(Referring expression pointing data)
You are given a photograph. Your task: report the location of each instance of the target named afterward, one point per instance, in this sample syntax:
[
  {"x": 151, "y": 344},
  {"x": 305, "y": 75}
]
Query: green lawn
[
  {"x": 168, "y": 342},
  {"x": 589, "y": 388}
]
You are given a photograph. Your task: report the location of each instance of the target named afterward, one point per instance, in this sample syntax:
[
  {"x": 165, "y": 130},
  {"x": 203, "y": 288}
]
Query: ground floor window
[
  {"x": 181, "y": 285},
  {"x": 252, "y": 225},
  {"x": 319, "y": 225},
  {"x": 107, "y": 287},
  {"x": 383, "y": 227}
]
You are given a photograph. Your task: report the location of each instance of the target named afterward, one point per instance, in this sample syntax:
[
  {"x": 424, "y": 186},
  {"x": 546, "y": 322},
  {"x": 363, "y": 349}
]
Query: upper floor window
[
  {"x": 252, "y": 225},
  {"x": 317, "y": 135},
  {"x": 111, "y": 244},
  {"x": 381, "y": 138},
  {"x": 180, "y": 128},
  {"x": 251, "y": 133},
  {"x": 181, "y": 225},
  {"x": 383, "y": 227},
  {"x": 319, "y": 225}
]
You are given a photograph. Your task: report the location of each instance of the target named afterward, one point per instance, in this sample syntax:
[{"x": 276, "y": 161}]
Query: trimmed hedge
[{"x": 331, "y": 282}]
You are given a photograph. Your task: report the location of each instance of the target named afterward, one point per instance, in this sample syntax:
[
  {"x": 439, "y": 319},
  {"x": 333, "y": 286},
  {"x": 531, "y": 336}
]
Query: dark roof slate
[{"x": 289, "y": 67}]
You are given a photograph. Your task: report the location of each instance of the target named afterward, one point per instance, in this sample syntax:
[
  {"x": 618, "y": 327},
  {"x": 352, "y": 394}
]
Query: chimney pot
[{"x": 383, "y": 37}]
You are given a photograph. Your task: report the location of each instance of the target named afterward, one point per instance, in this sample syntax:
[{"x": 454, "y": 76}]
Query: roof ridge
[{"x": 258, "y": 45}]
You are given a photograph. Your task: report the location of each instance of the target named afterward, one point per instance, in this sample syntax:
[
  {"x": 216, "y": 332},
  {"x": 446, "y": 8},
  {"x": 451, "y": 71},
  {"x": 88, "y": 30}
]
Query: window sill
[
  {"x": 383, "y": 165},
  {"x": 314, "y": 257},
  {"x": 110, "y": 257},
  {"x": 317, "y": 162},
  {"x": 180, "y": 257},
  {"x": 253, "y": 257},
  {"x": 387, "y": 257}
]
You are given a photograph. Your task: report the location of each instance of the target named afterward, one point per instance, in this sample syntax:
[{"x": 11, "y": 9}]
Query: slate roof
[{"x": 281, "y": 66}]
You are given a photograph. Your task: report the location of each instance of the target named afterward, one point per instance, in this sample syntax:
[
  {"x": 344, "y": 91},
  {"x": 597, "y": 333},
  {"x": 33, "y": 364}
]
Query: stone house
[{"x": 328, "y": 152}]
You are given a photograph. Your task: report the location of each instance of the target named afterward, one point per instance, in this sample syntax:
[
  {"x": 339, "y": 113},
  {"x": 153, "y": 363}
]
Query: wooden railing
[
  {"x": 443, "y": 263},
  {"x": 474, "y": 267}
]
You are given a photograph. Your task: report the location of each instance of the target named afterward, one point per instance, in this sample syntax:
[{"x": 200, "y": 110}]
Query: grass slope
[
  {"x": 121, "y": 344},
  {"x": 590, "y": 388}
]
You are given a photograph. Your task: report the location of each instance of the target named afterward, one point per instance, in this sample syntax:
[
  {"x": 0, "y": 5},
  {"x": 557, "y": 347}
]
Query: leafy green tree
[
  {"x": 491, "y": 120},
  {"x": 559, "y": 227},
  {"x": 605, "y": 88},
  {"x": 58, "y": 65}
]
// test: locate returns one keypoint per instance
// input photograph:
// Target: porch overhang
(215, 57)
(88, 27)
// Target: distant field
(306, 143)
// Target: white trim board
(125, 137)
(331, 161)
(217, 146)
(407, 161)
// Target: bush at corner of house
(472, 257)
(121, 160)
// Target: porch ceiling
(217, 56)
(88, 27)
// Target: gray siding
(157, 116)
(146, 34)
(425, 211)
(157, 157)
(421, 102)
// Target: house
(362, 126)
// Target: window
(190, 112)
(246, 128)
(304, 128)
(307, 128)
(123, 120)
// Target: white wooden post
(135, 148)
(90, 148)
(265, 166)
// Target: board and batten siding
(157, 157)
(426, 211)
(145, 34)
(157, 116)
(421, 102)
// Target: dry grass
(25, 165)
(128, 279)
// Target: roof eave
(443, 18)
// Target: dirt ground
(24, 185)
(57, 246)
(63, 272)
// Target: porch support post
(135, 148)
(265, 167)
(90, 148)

• How to complete this task:
Copy out the entries above without altering a single character.

• Answer for this exercise:
You are given a photograph. Your task: report the location of each instance of the target named afterward, one point per instance, in this sample syntax:
[
  {"x": 151, "y": 344},
  {"x": 305, "y": 75}
]
Query: green lawn
[
  {"x": 168, "y": 342},
  {"x": 589, "y": 388}
]
You are given a photograph. Your task: report the location of each instance of the target named afterward, one point per instance, in this sample syntax:
[
  {"x": 165, "y": 130},
  {"x": 203, "y": 288}
]
Query: ground floor window
[
  {"x": 181, "y": 285},
  {"x": 252, "y": 225},
  {"x": 319, "y": 225},
  {"x": 107, "y": 287},
  {"x": 383, "y": 227}
]
You are given a photograph. Your task: report the location of each instance of the target named afterward, one point per instance, in this sample syntax:
[
  {"x": 424, "y": 186},
  {"x": 546, "y": 322},
  {"x": 363, "y": 349}
]
Query: upper floor window
[
  {"x": 252, "y": 225},
  {"x": 317, "y": 135},
  {"x": 111, "y": 244},
  {"x": 381, "y": 138},
  {"x": 180, "y": 128},
  {"x": 251, "y": 133},
  {"x": 181, "y": 225},
  {"x": 383, "y": 227},
  {"x": 319, "y": 225}
]
You are given a photograph. Your task: report the location of each instance of the target named afterward, one point per instance, in this sample syntax:
[{"x": 276, "y": 161}]
Query: trimmed hedge
[{"x": 331, "y": 282}]
You are given a photograph. Your task: report the location of each instance of the target named afterward, one point per instance, in this sample syntax:
[
  {"x": 439, "y": 319},
  {"x": 333, "y": 286},
  {"x": 531, "y": 336}
]
Query: dark roof slate
[{"x": 289, "y": 67}]
You are given a photograph. Your task: report the location of each instance of the target named afterward, one point per instance, in this sample syntax:
[
  {"x": 618, "y": 327},
  {"x": 352, "y": 394}
]
Query: chimney pot
[{"x": 383, "y": 37}]
You are given a photograph. Your task: report the location of each instance of the target named afterward, one point per instance, in this sample syntax:
[{"x": 454, "y": 76}]
Query: roof ridge
[{"x": 258, "y": 45}]
You are given a photograph. Your task: report the location of each instance of the target named afterward, one point per instance, in this sample syntax:
[
  {"x": 216, "y": 332},
  {"x": 446, "y": 8},
  {"x": 451, "y": 71},
  {"x": 88, "y": 30}
]
Query: window sill
[
  {"x": 383, "y": 165},
  {"x": 314, "y": 257},
  {"x": 110, "y": 257},
  {"x": 317, "y": 162},
  {"x": 180, "y": 257},
  {"x": 253, "y": 257},
  {"x": 387, "y": 257}
]
You are given a photograph. Your task: report the location of each instance of the target named afterward, one point per instance, in this sample syntax:
[{"x": 11, "y": 9}]
Query: slate roof
[{"x": 281, "y": 66}]
You are given a photograph. Your task: report the location of each instance of the target named afterward, one point per instance, in this sample syntax:
[
  {"x": 344, "y": 91},
  {"x": 597, "y": 333},
  {"x": 33, "y": 364}
]
Query: stone house
[{"x": 328, "y": 152}]
You are given a photograph. Your task: report the location of each instance of the target named afterward, one point per instance, in this sample syntax:
[
  {"x": 339, "y": 113},
  {"x": 153, "y": 363}
]
Query: wooden railing
[
  {"x": 443, "y": 263},
  {"x": 474, "y": 267}
]
You are given a photograph. Your task: report the location of each instance of the target named afterward, one point per instance, in this sample syntax:
[{"x": 200, "y": 110}]
Query: grass slope
[
  {"x": 121, "y": 344},
  {"x": 590, "y": 388}
]
You are given a photograph. Your task: report the location of each instance of the target named afterward, one point per instance, in this sample syntax:
[
  {"x": 0, "y": 5},
  {"x": 557, "y": 347}
]
Query: leafy green tree
[
  {"x": 491, "y": 120},
  {"x": 559, "y": 227},
  {"x": 605, "y": 88},
  {"x": 58, "y": 65}
]
// test: locate returns one keypoint per instance
// input photograph:
// Target: porch overhang
(215, 57)
(88, 27)
// Target: distant field
(306, 143)
// Target: white trim board
(125, 137)
(331, 161)
(217, 146)
(407, 161)
// Target: bush at corner of house
(472, 257)
(121, 160)
// Target: porch ceiling
(217, 56)
(88, 27)
// Target: gray siding
(157, 116)
(146, 34)
(425, 211)
(157, 157)
(421, 102)
// Target: house
(362, 126)
// Target: window
(190, 112)
(246, 128)
(304, 128)
(307, 128)
(123, 120)
// Target: white wooden post
(135, 148)
(90, 148)
(265, 166)
// Target: board and batten siding
(157, 157)
(426, 211)
(145, 34)
(157, 116)
(421, 102)
// Target: dry grass
(25, 165)
(128, 279)
// Target: roof eave
(443, 18)
// Target: dirt ground
(24, 185)
(57, 246)
(63, 272)
// Target: porch support post
(135, 148)
(265, 167)
(90, 148)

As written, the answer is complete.